Given problem =>
Pick out every line in the rows below that contains the word "light" and copy each one. Matching is case-sensitive.

Recorded information =>
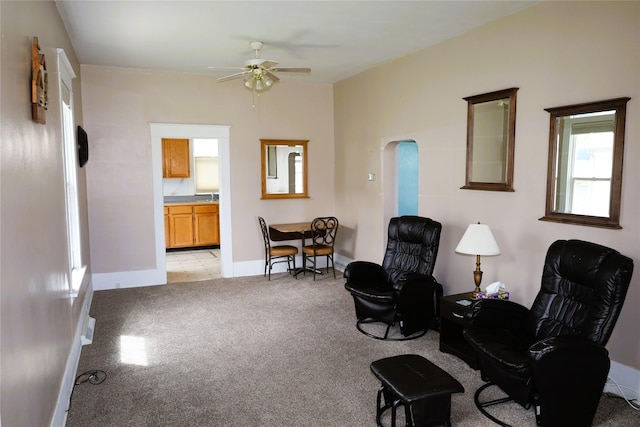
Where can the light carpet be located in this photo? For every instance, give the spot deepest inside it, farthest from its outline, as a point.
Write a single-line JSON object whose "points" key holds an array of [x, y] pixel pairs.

---

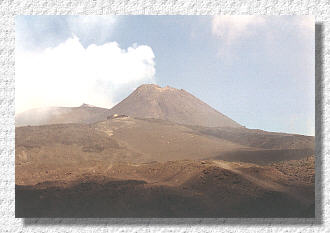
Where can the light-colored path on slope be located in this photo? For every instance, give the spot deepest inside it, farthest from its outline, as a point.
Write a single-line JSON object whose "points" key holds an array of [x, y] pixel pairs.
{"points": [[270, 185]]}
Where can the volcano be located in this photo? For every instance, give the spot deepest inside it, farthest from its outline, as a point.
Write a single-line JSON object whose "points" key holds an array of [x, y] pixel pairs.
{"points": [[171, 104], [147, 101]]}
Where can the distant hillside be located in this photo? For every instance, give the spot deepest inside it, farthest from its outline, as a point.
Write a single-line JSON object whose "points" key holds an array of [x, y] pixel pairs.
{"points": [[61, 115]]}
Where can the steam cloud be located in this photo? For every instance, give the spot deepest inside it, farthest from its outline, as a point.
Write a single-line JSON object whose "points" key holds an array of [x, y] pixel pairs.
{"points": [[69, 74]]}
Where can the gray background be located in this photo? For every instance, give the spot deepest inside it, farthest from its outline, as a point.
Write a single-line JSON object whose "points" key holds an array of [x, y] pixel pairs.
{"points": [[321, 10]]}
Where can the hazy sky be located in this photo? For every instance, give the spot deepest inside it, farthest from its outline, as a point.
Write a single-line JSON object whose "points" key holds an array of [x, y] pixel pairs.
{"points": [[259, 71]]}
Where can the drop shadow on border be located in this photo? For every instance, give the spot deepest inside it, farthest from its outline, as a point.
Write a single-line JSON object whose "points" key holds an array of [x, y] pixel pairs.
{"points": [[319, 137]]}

Output =>
Where can the light carpet be located in this photo? For every instance, give the spot deepest inside it, farthest from its outline, as a point.
Where can the light-colored path on slope be located in this photo? For every instance, give the spot deepest inside it, farthest from its outline, as a point.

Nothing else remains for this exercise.